◆ Tareas pendientes
1 - Indica si cada afirmación coincide con el fragmento sobre Bigas Luna y responde sí o no, citando textualmente las palabras que lo deciden: (a) Bigas Luna murió a principios de un mes de primavera. (b) Bigas Luna era tres años menor que Almodóvar. (c) Gus Van Sant es otro de los grandes esquizos del cine.
2 - Reescribe el pasaje del fragmento sobre Bigas Luna entre "Para mí, Bigas" y "es Harvey Milk)", ambos incluidos, cambiando "cine contemporáneo" por "cine actual".

◆ Fragmento extraído
-----

Entre las muertes de ilustres veteranos del cine que
nos vienen asolando desde hace meses, se ha filtrado la de alguien más joven
pero que según parece llevaba tiempo enfermo, aunque eso no le impedía estar
trabajando en su nuevo proyecto. Aún así, José Juan Bigas Luna, conocido para
la posteridad por sus apellidos, se nos fue a primeros de este mes de
primavera, siendo para muchos un shock, como si nos quitarán algo generacional.
Cuando mi quinta, a los que bastantes de mis lectores pertenecen como me consta,
empezó a tener uso de razón, Sara Montiel ya parecía antigua, pero Bigas Luna
desarrolló su carrera a medida que íbamos creciendo y –se supone- madurando y
su temprana muerte ha sido como si se fuese uno al que no le tocaba todavía. Al
fin y al cabo solo era tres años mayor que Almodóvar, que no le parece un viejo
a nadie en absoluto. Y ahora que caigo, toda la generación hollywoodense que nos
deslumbró en los 70 y redefinió para los restos el cine industrial, también está
en esa franja de edad. Uf. Tempus fugit.
Para mí, Bigas Luna era uno de los grandes
esquizofrénicos del cine contemporáneo, capaz de lo mejor y lo peor, hasta hacernos
dudar de si era la misma persona la que estaba orquestando tras la cámara. Otro
de esos grandes esquizos serían Gus Van Sant, que pasa de hacer blockbusters
enfocados sin disimulo a los Oscars (El
indomable Will Hunting, Descubriendo
a Forrester, Mi nombre es Harvey Milk)

-----

◆ Material recopilado
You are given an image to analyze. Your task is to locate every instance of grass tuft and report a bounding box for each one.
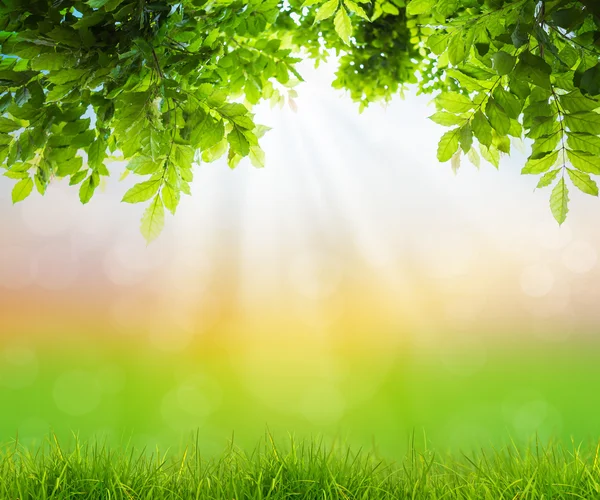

-----

◆ Soluciones por tarea
1 -
(a) Sí: «se nos fue a primeros de este mes de primavera».
(b) No: «solo era tres años mayor que Almodóvar».
(c) Sí: «Otro de esos grandes esquizos serían Gus Van Sant».

2 -
Para mí, Bigas Luna era uno de los grandes
esquizofrénicos del cine actual, capaz de lo mejor y lo peor, hasta hacernos
dudar de si era la misma persona la que estaba orquestando tras la cámara. Otro
de esos grandes esquizos serían Gus Van Sant, que pasa de hacer blockbusters
enfocados sin disimulo a los Oscars (El
indomable Will Hunting, Descubriendo
a Forrester, Mi nombre es Harvey Milk)